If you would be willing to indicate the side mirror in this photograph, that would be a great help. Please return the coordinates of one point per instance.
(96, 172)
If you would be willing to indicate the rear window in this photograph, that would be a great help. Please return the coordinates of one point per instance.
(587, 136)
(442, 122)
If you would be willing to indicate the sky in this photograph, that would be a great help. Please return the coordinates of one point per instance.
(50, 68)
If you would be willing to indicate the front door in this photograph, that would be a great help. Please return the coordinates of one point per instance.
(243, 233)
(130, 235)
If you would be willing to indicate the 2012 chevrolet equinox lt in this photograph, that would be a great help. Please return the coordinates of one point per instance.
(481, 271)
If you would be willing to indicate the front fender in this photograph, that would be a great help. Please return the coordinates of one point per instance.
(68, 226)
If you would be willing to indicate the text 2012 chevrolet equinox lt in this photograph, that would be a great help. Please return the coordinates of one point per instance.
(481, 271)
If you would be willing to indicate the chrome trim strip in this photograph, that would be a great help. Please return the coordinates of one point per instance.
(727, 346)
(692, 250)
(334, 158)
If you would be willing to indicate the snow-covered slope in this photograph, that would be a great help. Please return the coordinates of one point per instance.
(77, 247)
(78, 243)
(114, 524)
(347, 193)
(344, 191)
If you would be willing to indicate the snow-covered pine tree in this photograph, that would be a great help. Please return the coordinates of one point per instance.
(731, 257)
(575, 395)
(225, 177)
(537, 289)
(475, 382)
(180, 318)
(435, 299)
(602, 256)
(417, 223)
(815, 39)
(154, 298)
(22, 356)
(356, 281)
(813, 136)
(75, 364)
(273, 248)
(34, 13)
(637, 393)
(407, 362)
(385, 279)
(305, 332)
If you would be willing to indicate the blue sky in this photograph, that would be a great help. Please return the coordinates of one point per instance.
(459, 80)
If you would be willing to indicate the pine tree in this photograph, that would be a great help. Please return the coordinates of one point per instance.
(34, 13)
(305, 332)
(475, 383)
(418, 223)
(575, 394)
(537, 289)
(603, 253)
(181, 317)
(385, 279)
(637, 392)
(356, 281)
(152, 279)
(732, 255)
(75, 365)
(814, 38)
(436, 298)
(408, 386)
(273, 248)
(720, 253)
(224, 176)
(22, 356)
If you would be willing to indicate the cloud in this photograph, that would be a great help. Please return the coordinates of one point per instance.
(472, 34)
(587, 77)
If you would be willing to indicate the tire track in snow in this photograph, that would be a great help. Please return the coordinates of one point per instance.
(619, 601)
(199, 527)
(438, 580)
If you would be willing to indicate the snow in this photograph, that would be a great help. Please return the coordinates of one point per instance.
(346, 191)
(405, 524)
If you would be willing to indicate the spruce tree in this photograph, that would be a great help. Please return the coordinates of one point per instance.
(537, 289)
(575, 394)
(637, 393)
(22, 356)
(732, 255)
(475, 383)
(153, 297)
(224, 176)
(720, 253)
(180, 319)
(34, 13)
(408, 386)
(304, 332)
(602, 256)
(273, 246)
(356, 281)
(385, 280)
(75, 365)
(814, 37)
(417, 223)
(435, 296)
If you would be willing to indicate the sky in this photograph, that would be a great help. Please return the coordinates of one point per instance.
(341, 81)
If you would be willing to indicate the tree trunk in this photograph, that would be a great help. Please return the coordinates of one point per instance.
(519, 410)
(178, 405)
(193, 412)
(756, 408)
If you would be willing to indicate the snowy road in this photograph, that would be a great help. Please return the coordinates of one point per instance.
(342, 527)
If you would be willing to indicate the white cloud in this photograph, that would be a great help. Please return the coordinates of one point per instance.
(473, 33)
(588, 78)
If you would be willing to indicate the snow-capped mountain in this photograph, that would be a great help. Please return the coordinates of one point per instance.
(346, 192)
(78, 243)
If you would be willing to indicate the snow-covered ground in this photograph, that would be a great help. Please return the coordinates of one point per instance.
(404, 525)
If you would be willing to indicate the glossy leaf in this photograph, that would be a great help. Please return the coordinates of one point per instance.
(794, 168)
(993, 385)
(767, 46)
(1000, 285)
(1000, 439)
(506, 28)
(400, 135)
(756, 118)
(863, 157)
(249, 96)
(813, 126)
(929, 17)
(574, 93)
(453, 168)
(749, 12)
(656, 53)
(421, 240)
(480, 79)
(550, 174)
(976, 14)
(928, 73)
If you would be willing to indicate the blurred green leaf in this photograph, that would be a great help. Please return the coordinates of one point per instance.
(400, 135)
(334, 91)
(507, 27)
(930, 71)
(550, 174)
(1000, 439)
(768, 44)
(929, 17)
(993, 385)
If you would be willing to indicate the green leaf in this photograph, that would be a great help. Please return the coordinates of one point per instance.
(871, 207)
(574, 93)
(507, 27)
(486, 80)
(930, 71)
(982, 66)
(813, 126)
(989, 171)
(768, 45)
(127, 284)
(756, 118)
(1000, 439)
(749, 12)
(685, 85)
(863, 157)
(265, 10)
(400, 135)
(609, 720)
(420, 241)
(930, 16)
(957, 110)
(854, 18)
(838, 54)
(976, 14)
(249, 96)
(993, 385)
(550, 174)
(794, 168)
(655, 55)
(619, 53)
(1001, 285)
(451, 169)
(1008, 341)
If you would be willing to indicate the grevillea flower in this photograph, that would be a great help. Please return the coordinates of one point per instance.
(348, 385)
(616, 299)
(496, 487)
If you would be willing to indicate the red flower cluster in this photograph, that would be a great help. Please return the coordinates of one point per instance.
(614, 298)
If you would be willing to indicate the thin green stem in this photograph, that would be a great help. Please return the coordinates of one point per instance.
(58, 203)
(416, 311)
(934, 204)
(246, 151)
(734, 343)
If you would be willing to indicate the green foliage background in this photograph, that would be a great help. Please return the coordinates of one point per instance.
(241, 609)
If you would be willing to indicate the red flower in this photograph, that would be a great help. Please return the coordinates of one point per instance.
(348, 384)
+ + + +
Could you rewrite every item above, swapping "a great help" for "much appreciated" and leaving everything else as it is?

• **Expected output**:
If you would be willing to indicate the side mirror in this photograph, that would be much appreciated. Please return the coordinates of one point per instance.
(96, 172)
If you would be willing to indicate the rear window in this photograph, that would be much appreciated. Please return the coordinates of one point per instance.
(587, 136)
(442, 122)
If you would be willing to indicate the sky in this photograph, that would be much appreciated. Please return the coordinates of one point per instance.
(50, 68)
If you would be willing to indicate the front door in this photograph, that would be much appreciated. Please return the coordinates of one point per instance.
(243, 233)
(130, 235)
If you would be willing to indicate the 2012 chevrolet equinox lt in this photograph, that would be much appreciated. Please return the coordinates of one point per instance.
(481, 271)
If you would be willing to indicate the front fender in this photograph, that would be much appreciated. Please return the coordinates of one point per instance.
(68, 226)
If you would be willing to indicate the text 2012 chevrolet equinox lt in this photograph, that would be much appreciated. Please return the coordinates of one point per instance.
(481, 271)
If you would be willing to indicate the chrome trim strip in this photograph, that would be much appreciated. Please return the coordinates of one point per instance.
(727, 346)
(692, 250)
(334, 158)
If you would be willing to indicate the snow-covered slope in this photograph, that would be much appreciated. Please return the coordinates of one point per instance.
(77, 247)
(78, 243)
(114, 524)
(347, 193)
(344, 191)
If you would be willing to indicate the snow-covered pine tree in this photograph, that would be much appreciated. Please return the coordinates of one point per instance.
(731, 257)
(575, 395)
(225, 177)
(537, 289)
(475, 382)
(180, 318)
(435, 299)
(602, 256)
(417, 223)
(815, 39)
(154, 298)
(22, 356)
(356, 281)
(813, 136)
(75, 364)
(273, 248)
(34, 13)
(637, 393)
(407, 362)
(385, 279)
(305, 332)
If you would be willing to indicate the blue sky in this photograph, that would be much appreciated. Please return the coordinates of one point per instance.
(459, 80)
If you would be willing to indicate the pine tree in this photograph, that would be much appreciated. Please return the coordinates of one point per instance.
(34, 13)
(305, 332)
(475, 383)
(418, 223)
(575, 394)
(537, 289)
(603, 253)
(181, 317)
(385, 279)
(637, 392)
(356, 281)
(152, 279)
(732, 255)
(75, 365)
(814, 38)
(436, 298)
(408, 386)
(273, 248)
(720, 253)
(224, 176)
(22, 356)
If you would be willing to indicate the cloud in this photograph, that would be much appreciated. Please return the coordinates of one point per instance.
(472, 34)
(587, 77)
If you would be willing to indicate the tire track in snow in this photograph, that would be much appreciated. Please return the coordinates of one point per instance.
(619, 601)
(199, 527)
(438, 580)
If you would be willing to indicate the snow in this photograph, that would be much appreciated. Please return the coordinates of one point per instance.
(346, 191)
(405, 524)
If you would be willing to indicate the spruce tree in this photograph, that would be much appreciated. Please return the coordinates of one point per instance.
(537, 289)
(575, 394)
(637, 393)
(22, 356)
(732, 255)
(475, 383)
(153, 297)
(224, 176)
(720, 253)
(180, 319)
(34, 13)
(408, 386)
(304, 332)
(602, 256)
(273, 246)
(356, 281)
(385, 280)
(75, 365)
(814, 37)
(417, 223)
(435, 296)
If you would be willing to indicate the sky in this photograph, that would be much appreciated. Please return the coordinates of one point per instance.
(341, 81)
If you would be willing to indicate the tree trunk in this photograph, that would be much appreciated. Please return the coordinates of one point per instance.
(519, 410)
(178, 405)
(193, 412)
(756, 408)
If you would be willing to indicate the snowy road in this photograph, that would be much appreciated. Please return the coordinates of one point per instance.
(342, 527)
If you would be willing to indicate the white cloud in this photograph, that would be much appreciated. Please return the coordinates of one point per instance.
(473, 33)
(588, 78)
If you would be willing to indicate the snow-capped mountain in this photograph, that would be much appreciated. Please return the coordinates of one point per instance.
(346, 192)
(78, 243)
If you would be willing to indicate the snow-covered ground in this photograph, that would be much appreciated. Please return the coordinates of one point per instance.
(404, 525)
If you would be willing to indicate the glossy leaf in this photograph, that would be much appreciated. Please return the coordinates of one point per instance.
(794, 168)
(993, 385)
(767, 46)
(1000, 285)
(1000, 439)
(506, 28)
(400, 135)
(756, 118)
(863, 157)
(249, 96)
(813, 126)
(929, 17)
(574, 93)
(453, 168)
(749, 12)
(656, 53)
(421, 240)
(480, 79)
(550, 174)
(976, 14)
(928, 73)
If you would be willing to indicate the blurred green leaf in this photograph, that would be much appreciated. Please return the coordinates of one point per instance.
(400, 135)
(334, 91)
(507, 27)
(930, 71)
(550, 174)
(1000, 439)
(768, 44)
(929, 17)
(993, 385)
If you would be willing to indicate the green leaf in this photograph, that would be much appreciated. Please return the coordinates of one point per instance.
(871, 207)
(574, 93)
(507, 27)
(486, 80)
(930, 71)
(982, 66)
(813, 126)
(989, 171)
(768, 45)
(127, 284)
(756, 118)
(1000, 439)
(749, 12)
(685, 85)
(863, 157)
(265, 10)
(400, 135)
(609, 720)
(420, 241)
(930, 16)
(957, 110)
(854, 18)
(838, 54)
(976, 14)
(249, 96)
(993, 385)
(550, 174)
(794, 168)
(655, 55)
(619, 53)
(1001, 285)
(451, 169)
(1008, 341)
If you would be willing to indicate the grevillea flower in this photograph, that would be much appreciated. Please return the coordinates of one point per instance.
(348, 385)
(616, 299)
(496, 487)
If you would be willing to indicate the red flower cluster in this photograph, that would be much appreciated. Please return the coordinates of one point per instance.
(614, 298)
If you would be willing to indicate the thin green stem in this photograph, that would be much appreciated. Please return the coordinates of one point per instance.
(58, 203)
(416, 311)
(934, 204)
(246, 151)
(734, 343)
If you would be willing to indicate the green foliage background in this photograph, that would be much appreciated. Please return the coordinates of one point per instance.
(241, 609)
If you would be willing to indicate the red flower in this photograph, that would be much appreciated. Please return the coordinates of one point per instance.
(348, 384)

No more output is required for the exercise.